Could you copy exactly the lines from the one containing "Target: rocket body" through the last line of the records below, leaving out any pictures?

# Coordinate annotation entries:
* * * * *
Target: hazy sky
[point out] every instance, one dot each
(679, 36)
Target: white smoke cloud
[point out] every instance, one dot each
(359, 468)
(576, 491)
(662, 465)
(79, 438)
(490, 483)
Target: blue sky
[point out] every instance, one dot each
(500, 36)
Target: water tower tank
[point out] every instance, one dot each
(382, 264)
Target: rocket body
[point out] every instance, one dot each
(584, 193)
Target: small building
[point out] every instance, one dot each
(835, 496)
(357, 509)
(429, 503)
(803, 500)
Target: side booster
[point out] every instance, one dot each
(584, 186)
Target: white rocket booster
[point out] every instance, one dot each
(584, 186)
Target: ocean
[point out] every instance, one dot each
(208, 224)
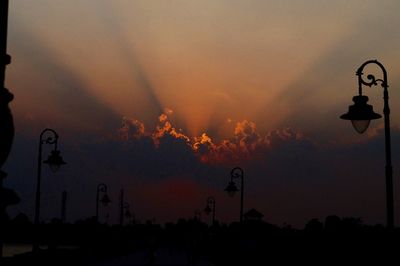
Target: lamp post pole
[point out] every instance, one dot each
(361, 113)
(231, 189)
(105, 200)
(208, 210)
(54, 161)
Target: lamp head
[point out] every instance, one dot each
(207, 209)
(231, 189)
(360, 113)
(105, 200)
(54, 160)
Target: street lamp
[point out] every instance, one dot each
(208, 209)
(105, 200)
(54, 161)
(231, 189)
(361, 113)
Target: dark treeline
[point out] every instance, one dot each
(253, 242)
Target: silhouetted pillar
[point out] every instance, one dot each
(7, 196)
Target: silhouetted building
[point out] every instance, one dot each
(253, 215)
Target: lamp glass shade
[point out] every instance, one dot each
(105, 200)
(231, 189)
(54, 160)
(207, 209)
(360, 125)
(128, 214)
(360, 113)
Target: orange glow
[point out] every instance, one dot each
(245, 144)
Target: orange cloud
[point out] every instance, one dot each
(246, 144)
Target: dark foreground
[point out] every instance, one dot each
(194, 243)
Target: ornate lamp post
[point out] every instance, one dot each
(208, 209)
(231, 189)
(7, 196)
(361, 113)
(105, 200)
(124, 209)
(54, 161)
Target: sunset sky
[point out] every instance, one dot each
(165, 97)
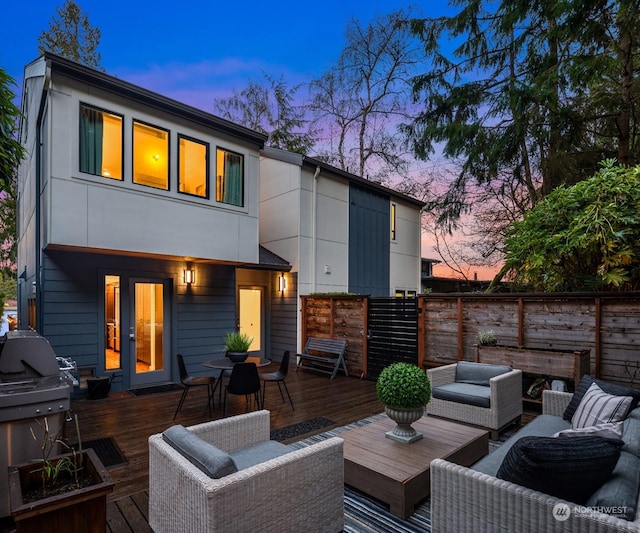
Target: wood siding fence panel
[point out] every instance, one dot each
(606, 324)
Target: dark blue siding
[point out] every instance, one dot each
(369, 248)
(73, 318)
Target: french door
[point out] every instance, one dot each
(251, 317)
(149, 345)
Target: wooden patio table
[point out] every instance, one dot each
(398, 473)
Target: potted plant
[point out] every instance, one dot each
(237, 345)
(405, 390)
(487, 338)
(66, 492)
* * * * *
# Output of the task:
Target: rocket body
[point out] every instance, one dot each
(584, 193)
Target: small building
[point out] every instance, one dot each
(835, 496)
(357, 509)
(429, 503)
(803, 500)
Target: side booster
[point out] every instance, one dot each
(584, 186)
Target: white rocket booster
[point out] every instance, one dot each
(584, 186)
Target: ocean
[point out] every instance, one dot each
(208, 224)
Target: lamp post pole
[point out] every instance, one dot each
(361, 113)
(231, 189)
(105, 200)
(208, 210)
(54, 161)
Target: lamp head
[point out] every instance, one dot each
(207, 209)
(231, 189)
(360, 113)
(105, 200)
(54, 160)
Target: street lamp
[point out] every instance, one dot each
(208, 209)
(105, 200)
(54, 161)
(231, 189)
(361, 113)
Target: dark treeline
[point out] every instance, one dot each
(253, 242)
Target: silhouetted pillar
[point out] every instance, one dot each
(7, 196)
Target: silhouetted building
[point out] every instance, one dot each
(253, 215)
Target: lamp glass shade
[point out] every instance, one dot each
(105, 200)
(231, 189)
(54, 160)
(207, 209)
(360, 125)
(128, 214)
(360, 113)
Target: orange glow
[point out] every instance, one dot each
(245, 144)
Target: orange cloud
[point out] every instance, one dot each
(246, 144)
Target: dark foreground
[point out] every instance, one dot each
(194, 243)
Target: ornate lamp post
[point out] every instance, one dot each
(208, 209)
(231, 189)
(7, 196)
(361, 113)
(105, 200)
(124, 209)
(54, 161)
Target: sunset sky
[point out] every instance, one dot each
(165, 97)
Target: wood siding fence panel
[point out] every instance, one dot each
(606, 324)
Target: dark blue siding
[point out] every instance, one dot each
(369, 248)
(73, 318)
Target: french door
[point out] every instance, one dot each
(251, 317)
(149, 345)
Target: wooden patio table
[point out] every instance, one dot each
(398, 473)
Target: potted plant
[point out] every instance, one dot each
(237, 345)
(405, 390)
(487, 338)
(66, 492)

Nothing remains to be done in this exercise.